TUGAS DIKERJAKAN:
1) Dalam teks tentang bedah buku MUI, sebutkan semua kegiatan yang dilarang pembawa acara untuk dilakukan peserta sepanjang acara berlangsung.
2) Lanjutkan teks tentang bedah buku MUI mulai dari bagian terakhir yang ditampilkan.

TEKS SUMBER:
Buku Terbitan MUI Dibedah Secara Rahasia dan Eksklusif
Sebuah even unik terjadi pada tanggal 14 Januari 2014 lalu, tepat di hari peringatan Maulid Nabi Muhammad SAW. Buku terbitan MUI yang berjudul “Mengenal dan Mewaspadai Penyimpangan Syiah di Indonesia” (MMPSI), yang diterbitkan November 2013 lalu, dibedah oleh beberapa narasumber. Acara yang berlangsung di Masjid al-Muhajirin, Cilebut, Bogor, itu berlangsung secara rahasia dan eksklusif.
Sejak awal, pembawa acara membacakan peraturan yang intinya menunjukkan bahwa isi acara ini tidak boleh sampai bocor ke pihak di luar peserta acara bedah buku. Pembawa acara melarang peserta meliput, merekam, atau mengambil gambar sepanjang acara berlangsung. Kemudian, pada sesi tanya jawab, segala bentuk pertanyaan hanya boleh diajukan dalam bentuk pertanyaan tertulis. “Bedah buku ini dimaksudkan untuk membina masyarakat, khususnya keluarga, agar selamat dari ajaran Syiah,” ungkap Ustadz Trisugianto dalam kata sambutannya selaku Ketua DKM sekaligus mewakili Panitia.
sebagai pembicara dalam acara ini adalah Ustadz Jazuli, Lc (narasumber di Radio Rodja), dan Ustadz Irfan Hilmi, Lc yang diperkenalkan sebagai wakil MUI Pusat. Ustadz Jazuli menyatakan bahwa Syiah adalah golongan yang tidak selamat. Sementara itu Ustadz Irfan Hilmi menegakan bahwa ribuan santri Indonesia yang dikirim ke Iran kerjanya hanya makan, minum, dan tidur. Mereka tidak belajar, melainkan hanya dicuci otak. “Sepulang dari sana, mereka menyebarkan paham Syiah dan akan menjadi bom waktu karena bermaksud mendirikan Negara Syiah (di Indonesia).”
Negara Syiah di Indonesia?

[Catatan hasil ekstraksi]
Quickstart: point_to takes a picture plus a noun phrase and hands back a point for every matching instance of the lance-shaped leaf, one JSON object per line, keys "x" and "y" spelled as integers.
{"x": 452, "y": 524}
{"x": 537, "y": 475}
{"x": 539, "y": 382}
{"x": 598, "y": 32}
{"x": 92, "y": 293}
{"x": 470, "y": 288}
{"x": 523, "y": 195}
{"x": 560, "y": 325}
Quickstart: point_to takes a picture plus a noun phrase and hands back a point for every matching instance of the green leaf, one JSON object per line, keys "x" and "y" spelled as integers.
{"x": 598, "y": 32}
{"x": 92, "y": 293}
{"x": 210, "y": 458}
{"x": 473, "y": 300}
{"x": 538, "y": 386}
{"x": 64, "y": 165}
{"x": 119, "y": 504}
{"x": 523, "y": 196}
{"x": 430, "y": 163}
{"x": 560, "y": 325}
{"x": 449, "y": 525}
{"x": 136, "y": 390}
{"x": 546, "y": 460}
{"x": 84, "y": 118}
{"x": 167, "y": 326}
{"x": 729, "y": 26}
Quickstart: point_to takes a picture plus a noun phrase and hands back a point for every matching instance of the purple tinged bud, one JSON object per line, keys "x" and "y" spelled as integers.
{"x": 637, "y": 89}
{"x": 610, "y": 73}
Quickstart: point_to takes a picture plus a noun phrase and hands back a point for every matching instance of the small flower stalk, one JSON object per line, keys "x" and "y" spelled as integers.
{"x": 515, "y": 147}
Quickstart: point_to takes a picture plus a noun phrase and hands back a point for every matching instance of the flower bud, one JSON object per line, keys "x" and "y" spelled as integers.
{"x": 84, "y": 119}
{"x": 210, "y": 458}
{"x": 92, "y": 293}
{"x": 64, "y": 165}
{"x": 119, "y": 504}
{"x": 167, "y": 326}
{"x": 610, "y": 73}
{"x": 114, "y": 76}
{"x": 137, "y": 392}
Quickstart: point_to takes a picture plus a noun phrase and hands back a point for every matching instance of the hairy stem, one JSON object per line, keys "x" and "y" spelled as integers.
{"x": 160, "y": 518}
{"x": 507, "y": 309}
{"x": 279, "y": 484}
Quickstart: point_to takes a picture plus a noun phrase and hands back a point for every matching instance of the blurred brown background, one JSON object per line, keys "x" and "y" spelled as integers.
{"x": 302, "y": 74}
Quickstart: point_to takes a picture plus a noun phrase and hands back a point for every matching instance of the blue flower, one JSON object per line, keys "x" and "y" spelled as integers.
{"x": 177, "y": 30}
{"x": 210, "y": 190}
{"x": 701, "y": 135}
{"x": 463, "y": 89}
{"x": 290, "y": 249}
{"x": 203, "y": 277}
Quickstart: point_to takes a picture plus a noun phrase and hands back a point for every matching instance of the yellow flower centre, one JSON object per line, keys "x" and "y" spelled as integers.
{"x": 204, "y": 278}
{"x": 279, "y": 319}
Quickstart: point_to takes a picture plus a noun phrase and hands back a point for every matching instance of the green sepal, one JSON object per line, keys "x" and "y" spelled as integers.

KUNCI JAWABAN:
1) Meliput, merekam, dan mengambil gambar.

2)
Menurut buku yang diterbitkan sejak November 2013 itu, pemerintah Iran memfasilitasi para pemuda Indonesia untuk belajar di Qom, Iran. Sepulang dari Iran, orang-orang Indonesia itu difasilitasi oleh pemerintah Iran untuk melakukan berbagai macam aktivitas yang tujuan akhirnya adalah mendirikan Negara Syiah Indonesia.
Beberapa alumnus Iran yang ditemui Liputan Islam menyampaikan sikap prihatin atas penerbitan buku tersebut. “Ini adalah tuduhan yang sangat fatal dan berbahaya bagi hubungan dua negara. Ini sama saja dengan menuduh Iran hendak melakukan makar di wilayah NKRI,” kata sumber yang enggan disebut namanya.
Saat ditanya mengenai validitas buku tersebut, sumber Liputan Islam menyatakan, sebenarnya sejumlah kalangan internal MUI membantah bahwa buku ini merupakan terbitan resmi MUI meskipun ada logo MUI di sampulnya. Akan tetapi, menurut sumber tersebut, sikap MUI yang tidak memberikan klarifikasi resmi mengenai hal ini, sama saja dengan restu dari lembaga tersebut. Padahal, buku itu sudah diedarkan beredar secara luas dan sebagiannya dibagikan secara gratis ke pusat-pusat dakwah Islam seperti masjid dan yayasan dengan diklaim sebagai terbitan resmi MUI.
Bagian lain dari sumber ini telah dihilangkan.